:: Aim of the task ::
Rewrite the records below, renaming "rough mask" to "coarse mask" everywhere it appears and leaving everything else unchanged.
---- Data to use
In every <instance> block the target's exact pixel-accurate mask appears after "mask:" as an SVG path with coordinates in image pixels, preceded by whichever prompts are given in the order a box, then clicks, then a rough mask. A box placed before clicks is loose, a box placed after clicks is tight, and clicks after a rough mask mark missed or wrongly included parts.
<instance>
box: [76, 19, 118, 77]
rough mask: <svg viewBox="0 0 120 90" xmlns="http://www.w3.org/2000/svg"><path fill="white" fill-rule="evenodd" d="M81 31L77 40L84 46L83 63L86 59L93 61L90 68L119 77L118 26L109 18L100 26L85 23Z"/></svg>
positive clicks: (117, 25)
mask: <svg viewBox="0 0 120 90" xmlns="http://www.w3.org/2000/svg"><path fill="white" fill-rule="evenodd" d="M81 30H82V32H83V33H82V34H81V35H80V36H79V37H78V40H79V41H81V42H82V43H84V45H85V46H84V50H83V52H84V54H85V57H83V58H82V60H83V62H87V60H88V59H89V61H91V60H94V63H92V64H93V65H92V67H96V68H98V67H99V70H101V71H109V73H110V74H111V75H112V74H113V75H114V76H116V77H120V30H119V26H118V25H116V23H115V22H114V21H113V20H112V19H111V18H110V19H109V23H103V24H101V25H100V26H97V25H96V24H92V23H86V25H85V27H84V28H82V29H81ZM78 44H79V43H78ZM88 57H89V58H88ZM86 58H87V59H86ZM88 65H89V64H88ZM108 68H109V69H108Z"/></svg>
--------
:: Exercise response ::
In every <instance> block the target's exact pixel-accurate mask appears after "mask:" as an SVG path with coordinates in image pixels, preceded by whichever prompts are given in the order a box, then clicks, then a coarse mask. A box placed before clicks is loose, a box placed after clicks is tight, and clicks after a coarse mask mark missed or wrongly included parts.
<instance>
box: [76, 19, 118, 77]
coarse mask: <svg viewBox="0 0 120 90" xmlns="http://www.w3.org/2000/svg"><path fill="white" fill-rule="evenodd" d="M81 31L77 40L84 46L83 63L86 59L93 61L90 68L119 77L118 26L109 18L100 26L85 23Z"/></svg>
positive clicks: (117, 25)
mask: <svg viewBox="0 0 120 90" xmlns="http://www.w3.org/2000/svg"><path fill="white" fill-rule="evenodd" d="M81 30H82V32H83V33H82V34H81V35H80V36H79V37H78V40H79V41H81V42H82V43H84V45H85V46H84V50H83V52H84V54H85V57H83V58H82V60H83V62H87V60H88V59H89V61H91V60H94V63H92V64H93V65H92V67H96V68H98V67H99V70H101V71H109V73H110V74H111V75H112V74H113V75H114V76H116V77H120V30H119V26H118V25H116V23H115V22H114V21H113V20H112V19H111V18H110V19H109V23H103V24H101V25H100V26H97V25H96V24H92V23H86V25H85V27H84V28H82V29H81ZM78 44H79V43H78ZM88 57H89V58H88ZM86 58H87V59H86ZM88 65H89V64H88ZM108 68H109V69H108Z"/></svg>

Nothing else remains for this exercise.